▶ **TASK DIRECTIONS**
What lines in the material hold the string "wearing"? Copy out each of them.

▶ **PROVIDED RECORDS**
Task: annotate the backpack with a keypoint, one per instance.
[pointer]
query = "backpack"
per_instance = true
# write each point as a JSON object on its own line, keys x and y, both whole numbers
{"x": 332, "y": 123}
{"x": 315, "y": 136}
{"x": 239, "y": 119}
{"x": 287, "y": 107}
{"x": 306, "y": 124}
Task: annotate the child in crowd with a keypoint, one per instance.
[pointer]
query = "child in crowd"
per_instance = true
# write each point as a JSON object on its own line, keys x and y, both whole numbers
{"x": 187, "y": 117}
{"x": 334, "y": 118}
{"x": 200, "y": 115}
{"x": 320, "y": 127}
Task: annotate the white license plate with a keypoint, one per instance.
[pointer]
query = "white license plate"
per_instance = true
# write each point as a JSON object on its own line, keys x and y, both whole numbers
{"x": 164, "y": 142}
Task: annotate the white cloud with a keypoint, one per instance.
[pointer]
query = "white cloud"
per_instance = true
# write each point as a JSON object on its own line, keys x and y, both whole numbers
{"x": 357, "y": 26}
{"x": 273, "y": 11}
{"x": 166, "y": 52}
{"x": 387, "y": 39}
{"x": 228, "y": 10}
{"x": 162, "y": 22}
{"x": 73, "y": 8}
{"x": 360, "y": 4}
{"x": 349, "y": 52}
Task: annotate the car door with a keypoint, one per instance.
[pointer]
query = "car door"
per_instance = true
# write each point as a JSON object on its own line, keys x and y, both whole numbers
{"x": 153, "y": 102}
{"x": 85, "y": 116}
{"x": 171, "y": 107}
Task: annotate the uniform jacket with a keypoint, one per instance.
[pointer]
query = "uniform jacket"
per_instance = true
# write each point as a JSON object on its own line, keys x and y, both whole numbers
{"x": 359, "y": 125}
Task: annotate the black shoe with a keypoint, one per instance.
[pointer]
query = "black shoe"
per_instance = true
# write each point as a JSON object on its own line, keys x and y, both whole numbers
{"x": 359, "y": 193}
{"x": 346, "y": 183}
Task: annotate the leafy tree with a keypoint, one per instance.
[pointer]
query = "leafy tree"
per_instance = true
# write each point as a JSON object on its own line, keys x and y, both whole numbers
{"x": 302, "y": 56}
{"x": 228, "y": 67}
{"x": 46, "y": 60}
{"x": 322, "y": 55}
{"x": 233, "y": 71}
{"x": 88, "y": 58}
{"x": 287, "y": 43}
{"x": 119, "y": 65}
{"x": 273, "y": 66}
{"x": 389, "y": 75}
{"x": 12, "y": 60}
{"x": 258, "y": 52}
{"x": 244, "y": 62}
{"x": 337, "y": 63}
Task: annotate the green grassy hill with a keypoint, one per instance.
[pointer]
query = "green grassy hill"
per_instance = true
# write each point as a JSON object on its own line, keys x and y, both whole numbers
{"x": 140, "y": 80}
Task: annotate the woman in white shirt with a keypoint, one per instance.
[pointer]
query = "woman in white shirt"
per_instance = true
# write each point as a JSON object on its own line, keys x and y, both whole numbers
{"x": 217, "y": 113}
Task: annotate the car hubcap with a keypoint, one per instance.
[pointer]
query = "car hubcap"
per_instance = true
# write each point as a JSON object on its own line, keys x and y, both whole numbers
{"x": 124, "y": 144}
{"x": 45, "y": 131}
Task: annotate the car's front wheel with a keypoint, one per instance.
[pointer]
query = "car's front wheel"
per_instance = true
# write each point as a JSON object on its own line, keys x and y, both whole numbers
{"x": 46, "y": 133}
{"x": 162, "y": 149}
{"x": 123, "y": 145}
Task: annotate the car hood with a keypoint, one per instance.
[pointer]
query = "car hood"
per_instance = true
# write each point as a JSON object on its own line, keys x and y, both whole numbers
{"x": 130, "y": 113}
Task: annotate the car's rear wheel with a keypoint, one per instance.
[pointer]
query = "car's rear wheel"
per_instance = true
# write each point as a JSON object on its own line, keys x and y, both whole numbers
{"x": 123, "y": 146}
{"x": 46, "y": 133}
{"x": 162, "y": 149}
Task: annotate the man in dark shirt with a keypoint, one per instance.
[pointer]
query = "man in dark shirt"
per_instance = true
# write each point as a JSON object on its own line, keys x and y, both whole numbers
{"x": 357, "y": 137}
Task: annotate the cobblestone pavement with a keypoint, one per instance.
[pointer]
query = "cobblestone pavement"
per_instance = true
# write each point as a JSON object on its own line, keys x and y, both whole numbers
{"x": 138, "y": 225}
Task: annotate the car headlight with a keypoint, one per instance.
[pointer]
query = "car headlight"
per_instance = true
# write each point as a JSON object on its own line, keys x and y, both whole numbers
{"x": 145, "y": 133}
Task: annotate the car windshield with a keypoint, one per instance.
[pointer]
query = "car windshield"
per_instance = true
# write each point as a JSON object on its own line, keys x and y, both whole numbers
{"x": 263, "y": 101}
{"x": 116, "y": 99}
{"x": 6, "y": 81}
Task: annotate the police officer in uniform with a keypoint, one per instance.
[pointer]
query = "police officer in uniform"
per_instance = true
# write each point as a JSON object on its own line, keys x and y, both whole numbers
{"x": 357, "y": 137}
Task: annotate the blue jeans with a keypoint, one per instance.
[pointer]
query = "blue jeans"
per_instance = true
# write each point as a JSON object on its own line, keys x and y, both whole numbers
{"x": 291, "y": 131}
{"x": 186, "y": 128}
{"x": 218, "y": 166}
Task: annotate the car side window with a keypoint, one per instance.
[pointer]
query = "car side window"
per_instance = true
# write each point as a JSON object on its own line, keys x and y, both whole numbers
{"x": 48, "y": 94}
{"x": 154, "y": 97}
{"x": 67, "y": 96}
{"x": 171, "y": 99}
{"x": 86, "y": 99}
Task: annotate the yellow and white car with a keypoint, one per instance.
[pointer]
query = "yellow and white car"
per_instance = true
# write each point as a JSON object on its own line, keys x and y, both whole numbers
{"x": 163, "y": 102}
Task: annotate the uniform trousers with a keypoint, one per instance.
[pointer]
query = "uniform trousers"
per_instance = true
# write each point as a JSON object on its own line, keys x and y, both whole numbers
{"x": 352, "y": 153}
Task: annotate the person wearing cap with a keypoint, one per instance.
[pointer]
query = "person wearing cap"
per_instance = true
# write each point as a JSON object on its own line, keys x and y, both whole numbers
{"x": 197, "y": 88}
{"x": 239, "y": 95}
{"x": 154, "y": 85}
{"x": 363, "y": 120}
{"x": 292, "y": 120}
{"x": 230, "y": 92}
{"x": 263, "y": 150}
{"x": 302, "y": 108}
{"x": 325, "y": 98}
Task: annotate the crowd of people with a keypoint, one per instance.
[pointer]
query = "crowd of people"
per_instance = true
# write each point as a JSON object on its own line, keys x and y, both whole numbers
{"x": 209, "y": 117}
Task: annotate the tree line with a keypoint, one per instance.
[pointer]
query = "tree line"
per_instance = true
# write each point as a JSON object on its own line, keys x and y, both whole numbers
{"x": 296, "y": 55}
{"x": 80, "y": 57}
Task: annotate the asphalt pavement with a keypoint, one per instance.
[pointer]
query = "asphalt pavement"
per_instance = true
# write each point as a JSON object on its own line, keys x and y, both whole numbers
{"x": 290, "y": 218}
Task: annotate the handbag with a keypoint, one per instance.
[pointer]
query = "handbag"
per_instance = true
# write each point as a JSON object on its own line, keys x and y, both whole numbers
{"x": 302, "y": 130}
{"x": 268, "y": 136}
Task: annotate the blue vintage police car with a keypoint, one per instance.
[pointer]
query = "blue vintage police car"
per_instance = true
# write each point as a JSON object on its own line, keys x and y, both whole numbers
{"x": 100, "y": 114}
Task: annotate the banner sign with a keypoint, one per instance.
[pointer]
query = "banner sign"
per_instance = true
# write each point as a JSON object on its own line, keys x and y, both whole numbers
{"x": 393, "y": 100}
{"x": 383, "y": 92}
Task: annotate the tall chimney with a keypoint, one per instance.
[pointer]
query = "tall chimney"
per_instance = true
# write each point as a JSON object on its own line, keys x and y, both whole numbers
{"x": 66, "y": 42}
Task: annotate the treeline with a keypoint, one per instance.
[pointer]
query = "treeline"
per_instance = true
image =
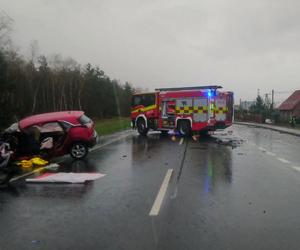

▶ **COMPLETED EXERCISE**
Task: annotate the person wearing cap with a keypoint, one per instance.
query = "person wearing cap"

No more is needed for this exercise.